Задание: Воспроизведите дословно часть отрывка о перевозке заложников в больницы, начиная со слов "117. Снг. в" и заканчивая словами "находящихся в автобусах.", включительно.

Исходный отрывок:
◆ ◆ ◆ ◆
117. Снг. в интервью "Комсомольской правде" сообщил, что видел, что люди в двух автобусах, прибывших в Институт им. П.В. Склифосовского, лежали на полу. В другом интервью, опубликованном в той же газете, свидетели Шб. и Крб. описали условия перевозки пострадавших. Оба свидетеля являлись водителями автобусов, использованных для перевозки заложников в больницы. Они указали, что, несмотря на все попытки очистить территорию, движение возле театра было затруднено, особенно из-за посольских автомобилей, припаркованных на улицах. Когда тела были погружены в автобус, милиционеры сказали водителям следовать за "скорой помощью". Когда автобусы прибыли в Институт им. П.В. Склифосовского, там не оказалось достаточно персонала, чтобы немедленно извлечь тела из автобусов. Они должны были вначале позаботиться о людях, доставленных на машинах "скорой помощи", а затем о находящихся в автобусах.
◆ ◆ ◆ ◆
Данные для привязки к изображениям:
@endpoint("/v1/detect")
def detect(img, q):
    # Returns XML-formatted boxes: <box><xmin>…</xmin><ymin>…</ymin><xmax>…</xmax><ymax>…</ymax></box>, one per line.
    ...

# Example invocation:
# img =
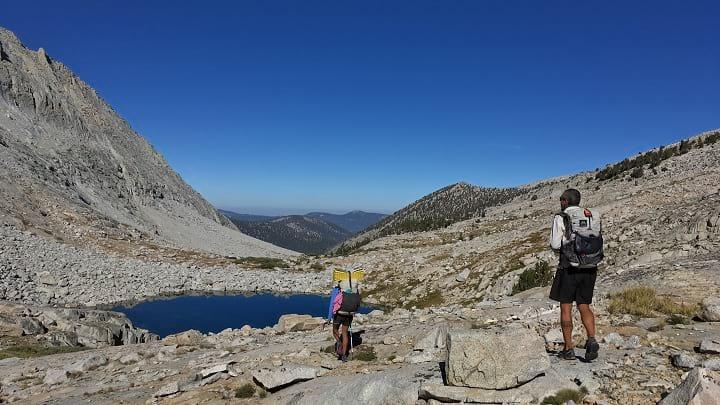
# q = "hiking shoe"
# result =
<box><xmin>585</xmin><ymin>338</ymin><xmax>600</xmax><ymax>361</ymax></box>
<box><xmin>558</xmin><ymin>349</ymin><xmax>575</xmax><ymax>360</ymax></box>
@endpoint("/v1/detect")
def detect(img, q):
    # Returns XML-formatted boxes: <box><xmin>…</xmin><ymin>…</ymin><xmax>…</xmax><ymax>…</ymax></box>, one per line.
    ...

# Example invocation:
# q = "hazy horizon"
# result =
<box><xmin>0</xmin><ymin>0</ymin><xmax>720</xmax><ymax>213</ymax></box>
<box><xmin>215</xmin><ymin>205</ymin><xmax>394</xmax><ymax>217</ymax></box>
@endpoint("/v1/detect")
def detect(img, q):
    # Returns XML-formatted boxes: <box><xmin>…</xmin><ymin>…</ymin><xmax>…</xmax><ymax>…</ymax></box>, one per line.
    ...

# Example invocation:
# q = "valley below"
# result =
<box><xmin>0</xmin><ymin>25</ymin><xmax>720</xmax><ymax>405</ymax></box>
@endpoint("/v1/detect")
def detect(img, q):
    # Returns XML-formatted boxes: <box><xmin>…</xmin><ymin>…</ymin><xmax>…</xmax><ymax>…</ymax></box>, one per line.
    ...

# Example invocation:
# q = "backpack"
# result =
<box><xmin>336</xmin><ymin>272</ymin><xmax>360</xmax><ymax>316</ymax></box>
<box><xmin>558</xmin><ymin>207</ymin><xmax>605</xmax><ymax>269</ymax></box>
◆ ◆ ◆ ◆
Ответ к заданию:
117. Снг. в интервью "Комсомольской правде" сообщил, что видел, что люди в двух автобусах, прибывших в Институт им. П.В. Склифосовского, лежали на полу. В другом интервью, опубликованном в той же газете, свидетели Шб. и Крб. описали условия перевозки пострадавших. Оба свидетеля являлись водителями автобусов, использованных для перевозки заложников в больницы. Они указали, что, несмотря на все попытки очистить территорию, движение возле театра было затруднено, особенно из-за посольских автомобилей, припаркованных на улицах. Когда тела были погружены в автобус, милиционеры сказали водителям следовать за "скорой помощью". Когда автобусы прибыли в Институт им. П.В. Склифосовского, там не оказалось достаточно персонала, чтобы немедленно извлечь тела из автобусов. Они должны были вначале позаботиться о людях, доставленных на машинах "скорой помощи", а затем о находящихся в автобусах.